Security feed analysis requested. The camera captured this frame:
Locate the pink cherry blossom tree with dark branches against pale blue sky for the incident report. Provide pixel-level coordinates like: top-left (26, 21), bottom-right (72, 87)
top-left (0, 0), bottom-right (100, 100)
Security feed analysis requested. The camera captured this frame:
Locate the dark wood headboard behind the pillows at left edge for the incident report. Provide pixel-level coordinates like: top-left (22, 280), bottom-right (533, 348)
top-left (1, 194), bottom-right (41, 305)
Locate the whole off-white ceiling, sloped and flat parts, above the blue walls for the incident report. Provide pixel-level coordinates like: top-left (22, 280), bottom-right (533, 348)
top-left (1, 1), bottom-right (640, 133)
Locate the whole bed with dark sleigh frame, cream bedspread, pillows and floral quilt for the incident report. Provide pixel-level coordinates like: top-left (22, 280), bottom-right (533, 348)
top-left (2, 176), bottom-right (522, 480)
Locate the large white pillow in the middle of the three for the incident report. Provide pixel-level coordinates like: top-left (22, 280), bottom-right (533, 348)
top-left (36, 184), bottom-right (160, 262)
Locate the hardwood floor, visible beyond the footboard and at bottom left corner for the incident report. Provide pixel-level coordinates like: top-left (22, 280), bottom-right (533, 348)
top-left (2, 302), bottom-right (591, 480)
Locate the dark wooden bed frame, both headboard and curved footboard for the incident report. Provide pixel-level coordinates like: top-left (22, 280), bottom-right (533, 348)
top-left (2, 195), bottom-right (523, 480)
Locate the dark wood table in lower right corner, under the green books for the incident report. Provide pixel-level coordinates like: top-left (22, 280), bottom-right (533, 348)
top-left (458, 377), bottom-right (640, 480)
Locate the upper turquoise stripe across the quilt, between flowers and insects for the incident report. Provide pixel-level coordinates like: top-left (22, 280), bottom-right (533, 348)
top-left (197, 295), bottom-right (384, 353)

═══

- YOUR ASSIGNMENT
Every entry is to be repeated precisely as it stands.

- RESULT OF THIS EXERCISE
Security feed analysis requested. The camera captured this frame:
Locate the pink cherry blossom tree with dark branches against pale blue sky for the incident report. Provide pixel-level coordinates like: top-left (26, 21), bottom-right (72, 87)
top-left (0, 0), bottom-right (100, 100)
Security feed analysis requested. The camera captured this frame:
Locate the dark wood headboard behind the pillows at left edge for the incident report. Provide pixel-level coordinates like: top-left (22, 280), bottom-right (533, 348)
top-left (1, 194), bottom-right (41, 305)
Locate the whole off-white ceiling, sloped and flat parts, above the blue walls for the incident report. Provide pixel-level coordinates like: top-left (22, 280), bottom-right (533, 348)
top-left (1, 1), bottom-right (640, 133)
Locate the whole bed with dark sleigh frame, cream bedspread, pillows and floral quilt for the incident report. Provide pixel-level coordinates like: top-left (22, 280), bottom-right (533, 348)
top-left (2, 176), bottom-right (522, 480)
Locate the large white pillow in the middle of the three for the incident report. Provide pixel-level coordinates like: top-left (22, 280), bottom-right (533, 348)
top-left (36, 184), bottom-right (160, 262)
Locate the hardwood floor, visible beyond the footboard and at bottom left corner for the incident report. Provide pixel-level coordinates like: top-left (22, 280), bottom-right (533, 348)
top-left (2, 302), bottom-right (591, 480)
Locate the dark wooden bed frame, both headboard and curved footboard for the incident report. Provide pixel-level coordinates like: top-left (22, 280), bottom-right (533, 348)
top-left (2, 195), bottom-right (523, 480)
Locate the dark wood table in lower right corner, under the green books for the incident report. Provide pixel-level coordinates like: top-left (22, 280), bottom-right (533, 348)
top-left (458, 377), bottom-right (640, 480)
Locate the upper turquoise stripe across the quilt, between flowers and insects for the incident report. Provide pixel-level coordinates like: top-left (22, 280), bottom-right (533, 348)
top-left (197, 295), bottom-right (384, 353)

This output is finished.